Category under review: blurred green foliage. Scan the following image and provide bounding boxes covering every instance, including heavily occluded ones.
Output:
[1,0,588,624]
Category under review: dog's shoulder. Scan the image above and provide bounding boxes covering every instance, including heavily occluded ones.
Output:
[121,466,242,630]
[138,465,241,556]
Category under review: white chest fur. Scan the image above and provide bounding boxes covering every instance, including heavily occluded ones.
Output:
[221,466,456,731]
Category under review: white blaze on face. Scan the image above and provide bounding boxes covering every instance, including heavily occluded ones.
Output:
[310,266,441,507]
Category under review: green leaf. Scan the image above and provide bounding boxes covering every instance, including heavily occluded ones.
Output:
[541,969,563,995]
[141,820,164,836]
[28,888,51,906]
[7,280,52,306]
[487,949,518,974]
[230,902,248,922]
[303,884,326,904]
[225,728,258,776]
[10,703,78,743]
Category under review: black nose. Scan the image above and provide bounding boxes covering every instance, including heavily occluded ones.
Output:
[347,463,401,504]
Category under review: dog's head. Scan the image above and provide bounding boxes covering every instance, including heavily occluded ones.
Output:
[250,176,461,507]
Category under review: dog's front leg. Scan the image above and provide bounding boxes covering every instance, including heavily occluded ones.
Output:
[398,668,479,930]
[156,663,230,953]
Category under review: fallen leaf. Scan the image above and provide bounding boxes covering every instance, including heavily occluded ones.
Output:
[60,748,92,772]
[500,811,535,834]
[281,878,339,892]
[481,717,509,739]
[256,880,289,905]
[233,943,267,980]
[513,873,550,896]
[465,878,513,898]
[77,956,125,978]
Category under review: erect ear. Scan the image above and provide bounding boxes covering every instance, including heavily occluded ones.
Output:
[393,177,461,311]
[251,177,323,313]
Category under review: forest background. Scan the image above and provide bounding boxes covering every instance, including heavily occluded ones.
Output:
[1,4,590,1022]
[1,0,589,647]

━━━━━━━━

**Instructions to follow:** Copy out each line from the preceding entries that mentions the word "white".

**Result of the task:**
Category under review: white chest fur. Scan the image above and provide bounding boxes covering every instance, including heavily occluded ones.
Category under review: white blaze on face. Scan the image above and provide bounding boxes covering every instance, including heavily occluded ones.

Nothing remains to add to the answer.